**KUTIPAN**
┄┄┄┄┄┄

Istilah “almamater” tidak lepas dari kata sekolah, yang berasal dari bahasa Latin, yaitu “scolae, skhole, scola, atau schola” yang artinya “waktu luang.” Dahulu para orang tua di Yunani mengisi waktu luang anaknya dengan bermain serta mengajarkan berbagai hal mengenai kehidupan dengan cara mengunjungi suatu tempat untuk mempelajari hal ikhwal yang mereka rasakan butuh untuk mereka ketahui. Sampai pada saat orang tua tidak mampu lagi meluangkan waktunya untuk anak mereka karena mulai disibukkan dengan pekerjaan, maka dititipkanlah anak-anak tersebut kepada orang-orang yang mempunyai ilmu pengetahuan untuk mengisi waktu-waktu luang anaknya untuk bermain dan sesekali belajar. Sebagian besar pendapat yang ada menyebutkan, bahwa orang-orang tersebut diberi nama “alma mater” yang berarti “ibu pengasuh” atau “ibu yang memberikan ilmu,” yang sampai saat ini kita kenal dengan kata “almamater” dalam berbagai warna atau perspektif. Anak-anak tersebut kemudian diasuh dan diberikan bekal ilmu pengetahuan oleh almamater.Dari pengertian di atas, jelas bahwa almamater sendiri berposisi sebagai orang tua ketika anak atau tiap individu dititipkan padanya. Ada tanggung jawab besar yang harus ditanggungnya, memberikan bekal pengetahuan sekaligus mengasuh (yang dalam hal ini keadaan keseluruhan individu titipan tersebut tentunya juga menjadi tanggungjawab almamater).

┄┄┄┄┄┄

**SOAL 1**
Menurut kutipan tentang asal-usul almamater, apa arti kata Latin yang menjadi asal istilah sekolah?
**SOAL 2**
Ubahlah bagian catatan mulai dari baris yang memuat "jacket? Indicate one point per instance." sampai akhir catatan menjadi tabel Markdown dengan kolom "No" dan "Baris", tanpa baris kosong.

┄┄┄┄┄┄

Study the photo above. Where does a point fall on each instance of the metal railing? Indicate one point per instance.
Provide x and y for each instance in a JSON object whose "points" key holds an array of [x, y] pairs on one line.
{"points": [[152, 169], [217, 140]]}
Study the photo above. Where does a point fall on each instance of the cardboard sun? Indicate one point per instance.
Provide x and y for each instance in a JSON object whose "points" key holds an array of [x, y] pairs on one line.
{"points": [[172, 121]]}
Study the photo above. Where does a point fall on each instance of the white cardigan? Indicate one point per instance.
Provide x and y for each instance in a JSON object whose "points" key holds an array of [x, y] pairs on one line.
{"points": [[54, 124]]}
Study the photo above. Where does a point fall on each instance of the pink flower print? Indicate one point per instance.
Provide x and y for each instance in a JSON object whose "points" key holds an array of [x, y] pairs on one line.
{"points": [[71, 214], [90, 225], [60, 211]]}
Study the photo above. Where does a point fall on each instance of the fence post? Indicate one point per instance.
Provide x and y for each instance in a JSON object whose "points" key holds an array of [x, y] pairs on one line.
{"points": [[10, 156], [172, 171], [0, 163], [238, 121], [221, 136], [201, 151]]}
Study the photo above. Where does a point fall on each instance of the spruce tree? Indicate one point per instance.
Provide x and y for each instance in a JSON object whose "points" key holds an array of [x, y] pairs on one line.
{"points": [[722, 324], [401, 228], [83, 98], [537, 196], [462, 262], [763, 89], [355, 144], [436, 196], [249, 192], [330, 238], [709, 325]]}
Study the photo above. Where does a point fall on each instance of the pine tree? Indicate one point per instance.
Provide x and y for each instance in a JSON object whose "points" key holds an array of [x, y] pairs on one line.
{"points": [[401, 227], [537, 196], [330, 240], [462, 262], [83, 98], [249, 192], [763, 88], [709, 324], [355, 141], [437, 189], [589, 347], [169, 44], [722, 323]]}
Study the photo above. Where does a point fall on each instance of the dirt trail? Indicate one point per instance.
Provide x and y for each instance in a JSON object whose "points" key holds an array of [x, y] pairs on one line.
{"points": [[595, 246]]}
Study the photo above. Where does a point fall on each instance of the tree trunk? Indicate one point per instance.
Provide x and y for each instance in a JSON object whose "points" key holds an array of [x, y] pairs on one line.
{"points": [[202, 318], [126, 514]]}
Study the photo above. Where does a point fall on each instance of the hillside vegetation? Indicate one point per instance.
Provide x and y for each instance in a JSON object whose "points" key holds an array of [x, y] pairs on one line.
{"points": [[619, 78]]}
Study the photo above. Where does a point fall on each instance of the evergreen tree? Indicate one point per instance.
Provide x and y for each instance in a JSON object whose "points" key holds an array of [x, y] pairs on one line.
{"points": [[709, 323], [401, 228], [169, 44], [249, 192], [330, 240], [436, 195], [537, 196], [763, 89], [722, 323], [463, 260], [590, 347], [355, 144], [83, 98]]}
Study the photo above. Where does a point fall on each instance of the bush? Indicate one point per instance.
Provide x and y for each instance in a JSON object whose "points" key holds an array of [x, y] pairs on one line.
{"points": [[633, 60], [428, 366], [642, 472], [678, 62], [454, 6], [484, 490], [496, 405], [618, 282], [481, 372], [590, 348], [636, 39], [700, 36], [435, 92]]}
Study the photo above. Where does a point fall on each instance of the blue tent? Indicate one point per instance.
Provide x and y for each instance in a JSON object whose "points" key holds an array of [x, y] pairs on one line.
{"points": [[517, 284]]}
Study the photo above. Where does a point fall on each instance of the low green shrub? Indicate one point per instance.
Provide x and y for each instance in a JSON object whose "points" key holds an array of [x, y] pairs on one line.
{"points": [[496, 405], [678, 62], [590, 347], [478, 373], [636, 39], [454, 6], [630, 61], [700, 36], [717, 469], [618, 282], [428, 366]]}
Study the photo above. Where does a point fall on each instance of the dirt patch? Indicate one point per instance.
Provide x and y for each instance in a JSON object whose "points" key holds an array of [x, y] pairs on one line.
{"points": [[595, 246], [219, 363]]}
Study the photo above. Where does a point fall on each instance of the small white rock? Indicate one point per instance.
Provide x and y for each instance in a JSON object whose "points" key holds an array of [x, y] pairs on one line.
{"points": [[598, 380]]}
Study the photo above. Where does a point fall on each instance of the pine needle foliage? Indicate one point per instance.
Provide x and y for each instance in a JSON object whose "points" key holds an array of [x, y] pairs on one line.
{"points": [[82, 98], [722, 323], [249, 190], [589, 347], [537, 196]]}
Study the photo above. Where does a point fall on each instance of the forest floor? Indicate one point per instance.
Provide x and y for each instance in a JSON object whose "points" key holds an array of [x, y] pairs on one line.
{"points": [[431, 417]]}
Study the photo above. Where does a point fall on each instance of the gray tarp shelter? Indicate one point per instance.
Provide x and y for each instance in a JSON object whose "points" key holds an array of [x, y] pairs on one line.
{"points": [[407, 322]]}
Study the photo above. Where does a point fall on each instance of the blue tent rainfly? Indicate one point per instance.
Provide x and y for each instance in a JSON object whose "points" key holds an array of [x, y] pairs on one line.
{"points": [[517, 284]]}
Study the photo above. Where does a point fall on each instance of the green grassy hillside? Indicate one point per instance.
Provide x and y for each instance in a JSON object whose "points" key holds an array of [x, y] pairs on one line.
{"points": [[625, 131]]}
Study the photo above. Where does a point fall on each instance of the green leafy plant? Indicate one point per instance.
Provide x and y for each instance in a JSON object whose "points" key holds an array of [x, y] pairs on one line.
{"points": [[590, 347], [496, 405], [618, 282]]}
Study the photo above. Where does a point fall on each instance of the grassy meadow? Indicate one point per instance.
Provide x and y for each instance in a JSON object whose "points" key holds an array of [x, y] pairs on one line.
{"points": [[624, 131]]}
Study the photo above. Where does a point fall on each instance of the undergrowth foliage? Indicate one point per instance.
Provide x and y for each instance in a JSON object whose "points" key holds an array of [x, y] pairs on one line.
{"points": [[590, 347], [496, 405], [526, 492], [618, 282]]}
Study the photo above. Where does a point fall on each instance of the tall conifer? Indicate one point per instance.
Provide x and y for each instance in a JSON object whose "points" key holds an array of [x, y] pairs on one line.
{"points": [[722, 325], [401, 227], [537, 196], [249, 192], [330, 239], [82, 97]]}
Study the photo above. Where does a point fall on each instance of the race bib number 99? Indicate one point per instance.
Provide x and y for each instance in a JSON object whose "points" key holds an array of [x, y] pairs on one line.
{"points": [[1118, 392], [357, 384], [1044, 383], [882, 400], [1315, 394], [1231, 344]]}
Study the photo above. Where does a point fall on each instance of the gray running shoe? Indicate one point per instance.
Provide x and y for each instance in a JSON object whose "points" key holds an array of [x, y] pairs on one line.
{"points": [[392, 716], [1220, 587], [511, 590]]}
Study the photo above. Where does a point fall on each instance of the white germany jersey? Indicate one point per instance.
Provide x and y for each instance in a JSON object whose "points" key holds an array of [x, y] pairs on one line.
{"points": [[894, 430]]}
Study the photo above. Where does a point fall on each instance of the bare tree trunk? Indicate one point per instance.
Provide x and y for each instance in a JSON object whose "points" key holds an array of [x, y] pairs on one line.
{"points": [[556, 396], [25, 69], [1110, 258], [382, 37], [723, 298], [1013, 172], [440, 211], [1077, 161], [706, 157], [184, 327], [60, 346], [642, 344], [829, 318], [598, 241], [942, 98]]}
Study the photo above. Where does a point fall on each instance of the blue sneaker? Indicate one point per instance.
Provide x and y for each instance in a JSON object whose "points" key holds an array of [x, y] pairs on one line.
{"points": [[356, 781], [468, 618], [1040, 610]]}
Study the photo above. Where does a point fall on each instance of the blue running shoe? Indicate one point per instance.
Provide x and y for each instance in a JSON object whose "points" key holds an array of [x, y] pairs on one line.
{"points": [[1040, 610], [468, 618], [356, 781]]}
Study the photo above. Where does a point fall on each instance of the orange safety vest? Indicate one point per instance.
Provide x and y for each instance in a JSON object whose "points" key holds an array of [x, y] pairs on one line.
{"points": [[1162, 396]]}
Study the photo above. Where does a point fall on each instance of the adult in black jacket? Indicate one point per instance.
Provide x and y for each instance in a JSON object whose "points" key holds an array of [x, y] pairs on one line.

┄┄┄┄┄┄

**JAWABAN TUGAS 1**
Artinya "waktu luang."

**JAWABAN TUGAS 2**
| No | Baris |
|---|---|
| 1 | Study the photo above. Where does a point fall on each instance of the adult in black jacket? Indicate one point per instance. |
| 2 | Provide x and y for each instance in a JSON object whose "points" key holds an array of [x, y] pairs on one line. |